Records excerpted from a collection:
════════════════════
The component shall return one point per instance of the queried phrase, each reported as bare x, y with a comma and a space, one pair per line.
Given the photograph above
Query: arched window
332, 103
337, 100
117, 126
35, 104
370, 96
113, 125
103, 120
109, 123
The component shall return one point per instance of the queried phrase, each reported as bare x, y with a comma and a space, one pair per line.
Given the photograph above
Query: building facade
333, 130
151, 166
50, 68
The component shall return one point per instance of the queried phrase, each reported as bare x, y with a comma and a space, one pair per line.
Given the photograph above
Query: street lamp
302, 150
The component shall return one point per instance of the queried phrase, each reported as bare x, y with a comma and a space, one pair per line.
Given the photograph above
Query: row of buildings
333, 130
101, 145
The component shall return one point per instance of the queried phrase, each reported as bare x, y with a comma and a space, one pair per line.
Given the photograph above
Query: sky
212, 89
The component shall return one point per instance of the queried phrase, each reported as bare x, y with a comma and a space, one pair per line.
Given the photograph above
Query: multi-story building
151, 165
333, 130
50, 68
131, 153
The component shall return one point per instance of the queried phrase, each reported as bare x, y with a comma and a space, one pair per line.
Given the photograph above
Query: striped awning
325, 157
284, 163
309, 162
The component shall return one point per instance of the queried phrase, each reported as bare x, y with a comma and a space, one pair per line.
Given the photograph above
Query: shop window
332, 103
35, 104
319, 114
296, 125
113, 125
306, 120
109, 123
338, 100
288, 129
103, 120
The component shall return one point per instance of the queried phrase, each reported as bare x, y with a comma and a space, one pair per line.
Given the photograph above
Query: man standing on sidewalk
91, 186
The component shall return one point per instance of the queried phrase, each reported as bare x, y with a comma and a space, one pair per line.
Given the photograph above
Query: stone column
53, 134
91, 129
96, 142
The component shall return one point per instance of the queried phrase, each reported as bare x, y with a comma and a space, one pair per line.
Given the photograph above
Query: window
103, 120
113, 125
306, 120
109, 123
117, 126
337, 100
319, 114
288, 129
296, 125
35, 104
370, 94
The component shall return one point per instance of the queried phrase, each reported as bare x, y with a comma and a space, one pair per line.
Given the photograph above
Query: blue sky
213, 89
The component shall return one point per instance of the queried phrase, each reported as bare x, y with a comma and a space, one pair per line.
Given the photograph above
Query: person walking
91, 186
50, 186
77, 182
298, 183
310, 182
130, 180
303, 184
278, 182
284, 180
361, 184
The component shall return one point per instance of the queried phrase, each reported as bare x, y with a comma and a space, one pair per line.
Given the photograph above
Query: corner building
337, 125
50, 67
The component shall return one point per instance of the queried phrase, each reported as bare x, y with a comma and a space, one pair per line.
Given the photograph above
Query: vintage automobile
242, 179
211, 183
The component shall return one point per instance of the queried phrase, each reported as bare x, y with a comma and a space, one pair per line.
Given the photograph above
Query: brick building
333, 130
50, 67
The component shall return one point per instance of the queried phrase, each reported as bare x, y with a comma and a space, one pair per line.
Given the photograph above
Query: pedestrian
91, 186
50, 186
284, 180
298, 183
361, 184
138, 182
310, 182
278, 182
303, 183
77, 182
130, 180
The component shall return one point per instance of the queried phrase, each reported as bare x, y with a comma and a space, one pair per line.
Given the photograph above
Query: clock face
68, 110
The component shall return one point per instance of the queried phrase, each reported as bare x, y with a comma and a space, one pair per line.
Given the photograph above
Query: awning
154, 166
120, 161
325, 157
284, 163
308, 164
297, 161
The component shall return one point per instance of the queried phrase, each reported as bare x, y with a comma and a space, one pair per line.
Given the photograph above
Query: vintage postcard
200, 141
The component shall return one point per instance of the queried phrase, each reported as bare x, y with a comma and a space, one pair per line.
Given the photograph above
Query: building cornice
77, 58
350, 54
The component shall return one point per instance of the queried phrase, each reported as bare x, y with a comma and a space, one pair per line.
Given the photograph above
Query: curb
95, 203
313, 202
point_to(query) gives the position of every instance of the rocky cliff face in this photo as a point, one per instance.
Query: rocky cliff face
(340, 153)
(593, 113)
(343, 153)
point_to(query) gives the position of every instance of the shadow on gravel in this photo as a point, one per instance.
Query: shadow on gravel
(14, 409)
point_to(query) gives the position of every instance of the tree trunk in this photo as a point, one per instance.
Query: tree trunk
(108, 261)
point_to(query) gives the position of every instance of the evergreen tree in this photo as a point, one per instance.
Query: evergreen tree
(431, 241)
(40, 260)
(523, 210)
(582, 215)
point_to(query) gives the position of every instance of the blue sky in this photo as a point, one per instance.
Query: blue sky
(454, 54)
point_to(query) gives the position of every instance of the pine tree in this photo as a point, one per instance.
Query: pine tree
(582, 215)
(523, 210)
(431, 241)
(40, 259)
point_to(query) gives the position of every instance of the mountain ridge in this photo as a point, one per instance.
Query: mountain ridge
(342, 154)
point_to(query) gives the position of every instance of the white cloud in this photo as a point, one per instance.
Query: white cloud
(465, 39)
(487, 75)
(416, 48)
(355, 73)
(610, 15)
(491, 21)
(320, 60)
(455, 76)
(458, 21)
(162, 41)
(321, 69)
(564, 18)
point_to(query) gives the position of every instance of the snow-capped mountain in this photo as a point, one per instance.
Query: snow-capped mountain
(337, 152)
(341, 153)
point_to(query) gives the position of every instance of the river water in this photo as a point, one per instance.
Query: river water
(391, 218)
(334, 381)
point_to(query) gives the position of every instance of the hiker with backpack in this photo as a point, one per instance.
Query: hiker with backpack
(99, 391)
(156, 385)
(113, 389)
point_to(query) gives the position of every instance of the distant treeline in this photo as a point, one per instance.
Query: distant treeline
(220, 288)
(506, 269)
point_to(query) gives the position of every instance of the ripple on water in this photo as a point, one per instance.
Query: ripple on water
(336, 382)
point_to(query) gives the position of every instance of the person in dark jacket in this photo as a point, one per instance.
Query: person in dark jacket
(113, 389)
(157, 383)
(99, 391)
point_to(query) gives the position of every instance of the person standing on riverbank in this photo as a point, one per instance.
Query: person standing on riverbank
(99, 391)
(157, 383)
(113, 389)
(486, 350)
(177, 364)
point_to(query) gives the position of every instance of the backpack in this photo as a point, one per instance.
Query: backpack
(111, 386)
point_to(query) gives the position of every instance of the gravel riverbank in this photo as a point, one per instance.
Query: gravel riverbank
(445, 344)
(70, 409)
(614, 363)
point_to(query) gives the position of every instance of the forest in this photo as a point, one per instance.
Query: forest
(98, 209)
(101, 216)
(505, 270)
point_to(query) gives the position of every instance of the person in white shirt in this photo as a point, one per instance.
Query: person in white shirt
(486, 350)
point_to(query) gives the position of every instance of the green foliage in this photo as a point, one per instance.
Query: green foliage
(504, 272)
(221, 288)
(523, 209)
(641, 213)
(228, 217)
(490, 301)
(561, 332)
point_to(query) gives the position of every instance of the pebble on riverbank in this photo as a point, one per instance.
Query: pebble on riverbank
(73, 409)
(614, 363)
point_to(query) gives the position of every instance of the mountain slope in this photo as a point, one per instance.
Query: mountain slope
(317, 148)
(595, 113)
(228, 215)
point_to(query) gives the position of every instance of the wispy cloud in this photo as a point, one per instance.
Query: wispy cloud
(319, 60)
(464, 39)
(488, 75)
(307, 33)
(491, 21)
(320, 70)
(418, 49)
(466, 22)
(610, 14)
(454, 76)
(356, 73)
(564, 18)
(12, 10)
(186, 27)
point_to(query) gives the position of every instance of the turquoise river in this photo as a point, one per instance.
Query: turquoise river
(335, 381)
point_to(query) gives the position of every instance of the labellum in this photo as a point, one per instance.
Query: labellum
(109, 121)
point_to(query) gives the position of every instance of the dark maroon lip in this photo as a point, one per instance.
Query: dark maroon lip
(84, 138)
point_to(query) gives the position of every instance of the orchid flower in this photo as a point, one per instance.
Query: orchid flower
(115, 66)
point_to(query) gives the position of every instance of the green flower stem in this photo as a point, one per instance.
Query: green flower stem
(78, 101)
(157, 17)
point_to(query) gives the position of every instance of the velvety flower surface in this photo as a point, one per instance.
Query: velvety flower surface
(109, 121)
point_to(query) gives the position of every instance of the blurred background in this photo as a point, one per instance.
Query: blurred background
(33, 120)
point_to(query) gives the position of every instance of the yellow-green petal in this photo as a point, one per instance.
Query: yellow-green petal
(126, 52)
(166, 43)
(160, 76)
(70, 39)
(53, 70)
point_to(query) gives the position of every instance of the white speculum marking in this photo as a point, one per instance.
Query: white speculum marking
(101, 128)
════════════════════
Problem to solve: Could you write out, exactly as they stand, only the lines above that begin at the line with "Query: forest" and stop after the line with "of the wispy"?

Output of the exercise:
Query: forest
(98, 209)
(101, 216)
(505, 270)
point_to(query) gives the position of every instance of the person in white shirt in this photo as a point, one per instance.
Query: person in white shirt
(486, 350)
point_to(query) gives the position of every instance of the green foliage in this photo as a point, one per instance.
Query: green foliage
(504, 272)
(221, 288)
(523, 209)
(641, 213)
(228, 217)
(490, 301)
(561, 332)
point_to(query) gives the position of every instance of the pebble on riverbank in this photo as a point, one per instance.
Query: pebble on riverbank
(73, 409)
(614, 363)
point_to(query) gives the position of every instance of the mountain slope in this photo as a point, one per instance.
Query: mountain slope
(317, 148)
(595, 113)
(228, 215)
point_to(query) gives the position of every instance of the wispy cloud in this photo as a point, one per instance.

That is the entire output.